***** Text *****

Insulinresistenz


Die Insulinresistenz und das hyperglykämische Weltbild

Das Hormon Insulin wurde 1916 entdeckt, erstmals wurde 1922 Insulin bei Diabetes mellitus verabreicht. Dies geschah mit dem Ziel, so die pathologischen Blutzuckerwerte zu senken und das Leben des Betroffenen zu retten (was gelegentlich tatsächlich möglich war). 

Der Diabetes mellitus galt nun als Erkrankung durch Insulinmangel. Die Behandlung erfolgte mit Insulin, bei Typ-II-Diabetes seit 1955 auch oral mit Sulfonylharnstoffen.

 

Erst in der Zeit 1967-1973 wurde es möglich, Insulin im Blut zu messen. Auch die Messung von C-Peptid und deren Bedeutung wurde erkannt. Zum allgemeinen Erstaunen stellte man nun fest, dass Patienten mit Typ-II-Diabetes nicht, wie bisher vermutet, unter einem Insulinmangel leiden, sondern dass im Gegenteil sogar erhöhte Insulinspiegel gefunden wurden. Es wurde auch klar, dass diese Menschen nicht etwa unbrauchbares Insulin bildeten, sondern dass sie ebenfalls auf externes Insulin nicht so stark reagierten wie Patienten mit Typ-I-Diabetes. Die Erklärung lag auf der Hand: Es besteht eine Insulinresistenz!

 

Die Insulinresistenz wurde damals folgendermaßen definiert: „schwere Insulinresistenz“  = Über mehrere Tage sind mehr als 200 I.E. Insulin nötig, um normale Blutzuckerwerte zu erreichen. Seit 1985 wurde der Begriff allgemeiner gefasst und bezeichnete ein vermindertes Ansprechen der Zellen des menschlichen Körpers auf Insulin. Gemessen wurde dieses Ansprechen aber wiederum am Blutzucker.

 

Als genaueste Diagnostik für die Insulinresistenz gilt heute der Clamp-Test: Es wird dabei bestimmt, wie das Verhältnis von zugeführtem Insulin und zugeführter Glucose ist, wenn dadurch ein normaler Blutzucker erreicht wird. So wird die individuelle Insulinsensitivität bestimmt. Auch hier ist also der Blutzucker ausschlaggebend.

 

Gehen wir also im Folgenden von unserer favorisierten Definition von Insulin aus und betrachten die Insulinresistenz bei Typ-B-Diabetikern.

 

„Insulin ist ein körpereigenes Peptidhormon, welches die Aufnahme von Glucose in Körperzellen reguliert. Es verursacht, dass Glukose aus dem Blut in die Leber, die  Muskulatur und das Fettgewebe aufgenommen wird.“

 

Die Aufnahme von Glucose in die peripheren Zellen (wie z.B. in die Muskelzellen) ist offensichtlich nicht gestört, denn es kommt nicht zur Ketoacidose.

***** Eingabedaten *****

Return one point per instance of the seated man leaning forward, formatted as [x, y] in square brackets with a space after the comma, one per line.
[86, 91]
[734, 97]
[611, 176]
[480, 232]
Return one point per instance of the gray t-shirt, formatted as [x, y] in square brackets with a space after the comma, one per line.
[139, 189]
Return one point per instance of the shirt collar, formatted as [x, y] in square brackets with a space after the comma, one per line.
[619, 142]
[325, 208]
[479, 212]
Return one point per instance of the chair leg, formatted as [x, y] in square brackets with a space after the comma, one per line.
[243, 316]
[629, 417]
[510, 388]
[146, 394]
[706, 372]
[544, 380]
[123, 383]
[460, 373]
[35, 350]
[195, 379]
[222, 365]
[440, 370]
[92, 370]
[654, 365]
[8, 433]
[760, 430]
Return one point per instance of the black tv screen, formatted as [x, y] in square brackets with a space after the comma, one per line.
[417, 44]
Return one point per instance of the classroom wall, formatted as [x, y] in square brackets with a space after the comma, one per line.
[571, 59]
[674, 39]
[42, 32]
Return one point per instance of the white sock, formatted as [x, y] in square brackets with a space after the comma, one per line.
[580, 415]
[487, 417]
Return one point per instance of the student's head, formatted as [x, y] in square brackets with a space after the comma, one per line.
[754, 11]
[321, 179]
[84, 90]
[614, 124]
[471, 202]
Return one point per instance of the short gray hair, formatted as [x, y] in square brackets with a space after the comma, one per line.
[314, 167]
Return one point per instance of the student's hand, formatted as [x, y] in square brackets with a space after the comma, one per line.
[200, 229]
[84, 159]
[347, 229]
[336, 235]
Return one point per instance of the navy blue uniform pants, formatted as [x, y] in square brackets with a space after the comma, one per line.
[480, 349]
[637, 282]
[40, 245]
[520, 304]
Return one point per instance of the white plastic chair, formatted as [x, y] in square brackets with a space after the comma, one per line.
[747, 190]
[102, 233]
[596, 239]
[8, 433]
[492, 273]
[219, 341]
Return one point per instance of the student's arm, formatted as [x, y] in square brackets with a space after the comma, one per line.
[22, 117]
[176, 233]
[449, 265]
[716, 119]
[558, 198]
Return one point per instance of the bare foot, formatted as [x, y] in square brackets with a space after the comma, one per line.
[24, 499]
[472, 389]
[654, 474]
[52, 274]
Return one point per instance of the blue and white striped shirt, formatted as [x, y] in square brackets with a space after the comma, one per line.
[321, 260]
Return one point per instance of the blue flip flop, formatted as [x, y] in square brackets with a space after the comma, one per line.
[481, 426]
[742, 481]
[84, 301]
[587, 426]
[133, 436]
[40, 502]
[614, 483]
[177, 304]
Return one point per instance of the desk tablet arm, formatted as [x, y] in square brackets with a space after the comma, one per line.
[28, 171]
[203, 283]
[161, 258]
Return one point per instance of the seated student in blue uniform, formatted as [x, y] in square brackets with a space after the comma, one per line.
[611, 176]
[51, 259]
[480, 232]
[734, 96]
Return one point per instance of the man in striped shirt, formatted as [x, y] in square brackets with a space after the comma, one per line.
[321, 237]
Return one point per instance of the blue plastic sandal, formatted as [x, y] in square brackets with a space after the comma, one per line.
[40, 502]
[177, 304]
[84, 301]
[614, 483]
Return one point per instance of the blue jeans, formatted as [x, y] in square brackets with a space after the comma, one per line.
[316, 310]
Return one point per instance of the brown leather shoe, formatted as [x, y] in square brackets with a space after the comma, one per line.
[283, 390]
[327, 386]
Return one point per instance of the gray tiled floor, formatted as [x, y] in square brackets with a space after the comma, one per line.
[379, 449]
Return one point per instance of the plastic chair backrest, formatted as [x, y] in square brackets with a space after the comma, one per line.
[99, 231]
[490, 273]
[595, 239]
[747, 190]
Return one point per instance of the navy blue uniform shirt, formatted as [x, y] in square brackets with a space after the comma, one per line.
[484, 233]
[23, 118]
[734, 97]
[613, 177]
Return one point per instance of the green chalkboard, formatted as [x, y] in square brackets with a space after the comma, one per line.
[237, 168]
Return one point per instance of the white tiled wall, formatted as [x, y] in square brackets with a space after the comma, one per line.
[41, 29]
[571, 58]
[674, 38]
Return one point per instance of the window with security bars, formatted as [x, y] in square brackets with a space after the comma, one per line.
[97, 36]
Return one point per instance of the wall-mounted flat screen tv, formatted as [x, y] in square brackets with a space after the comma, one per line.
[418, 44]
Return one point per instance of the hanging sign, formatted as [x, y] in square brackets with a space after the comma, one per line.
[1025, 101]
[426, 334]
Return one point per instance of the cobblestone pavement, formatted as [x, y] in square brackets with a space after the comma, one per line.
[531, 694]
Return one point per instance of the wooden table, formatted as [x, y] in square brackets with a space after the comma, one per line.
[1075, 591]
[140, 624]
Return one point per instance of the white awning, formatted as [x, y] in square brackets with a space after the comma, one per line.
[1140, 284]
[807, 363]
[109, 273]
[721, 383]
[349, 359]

*****

## [Aufgabe]
In welchem Jahr wurde dem Text über Insulinresistenz zufolge erstmals Insulin bei Diabetes mellitus verabreicht?

## [Lösung]
1922